Required action 1
Please list every time frame the article on the Walgreens and FedEx alliance gives for the rollout of the service.
Required action 2
Pick up the article on the Walgreens and FedEx alliance after its last sentence and continue it.

Given text
Walgreens just announced a new, long-term alliance with FedEx that will bring pick up and drop off services to thousands of store locations across the U.S. by fall 2018, starting in the next few months.
Customers will be able to drop off prepackaged and prelabeled shipments at Walgreens stores and pick up packages that they direct to their neighborhood Walgreens. FedEx and Walgreens are planning an initial small-scale rollout in the spring of this year.
“Walgreens, with its strong focus on customer care, is the perfect retailer to help us continue to meet the growing demand for convenient, secure drop-off and pickup options, and our research has shown that customers rank pharmacies as a preferred location for accessing their eCommerce shipments,” said Raj Subramaniam, executive vice president, chief marketing and communications officer at FedEx. “The addition of Walgreens locations to the existing network of FedEx retail offerings will substantially increase customer access to staffed pickup and drop-off locations and enhance convenient access to FedEx Ground and FedEx Express package shipment and drop-off options.”
The new partners expect that the program will be available at thousands of Walgreens locations later by the end of 2017. The service will be chainwide, available at the nearly 8,000 Walgreens stores, by fall 2018.

Point localization data
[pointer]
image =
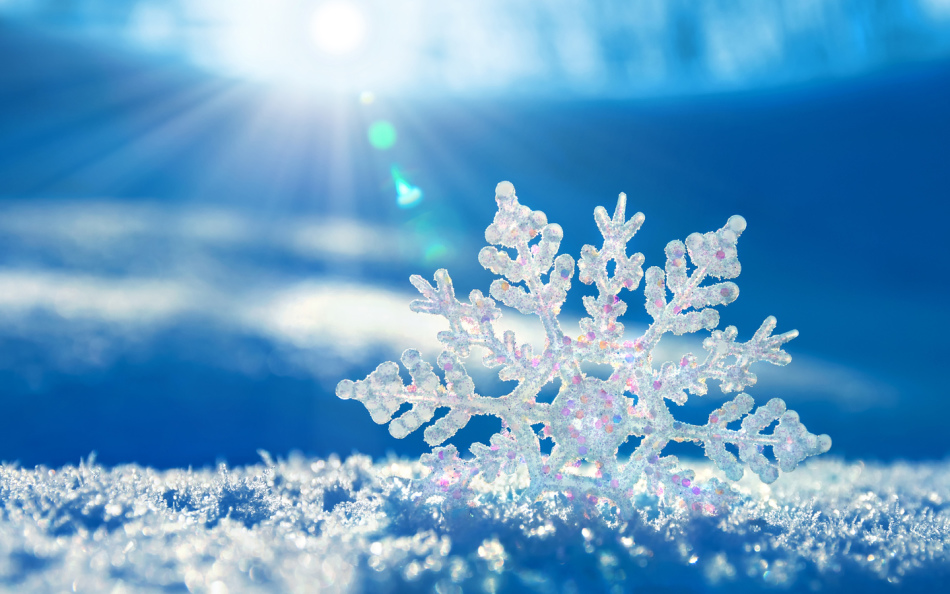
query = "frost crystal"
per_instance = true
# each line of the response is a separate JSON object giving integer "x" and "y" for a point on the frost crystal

Response box 1
- the next few months
- the spring of this year
- the end of 2017
- fall 2018

Response box 2
“Working with FedEx to provide safe and secure delivery locations while making it easy for customers to ship returns and other packages through the FedEx networks is another way we are becoming America’s most loved pharmacy-led health, well-being and beauty retailer,” said Reuben Slone, Walgreens senior vice president of supply chain. “We look forward to providing our customers with these convenient options that will be available whenever the store is open.”
This new alliance with FedEx doesn’t seem to extend into the ongoing Walgreens/RiteAid merger, which is on track to create the largest drugstore operation in the U.S. with 46 percent market share. The deal will leave the two brands with a proposed combination of a little under 12,000 stores — a majority of which will now also offer FedEx pick up and drop off within the next year-and-a-half.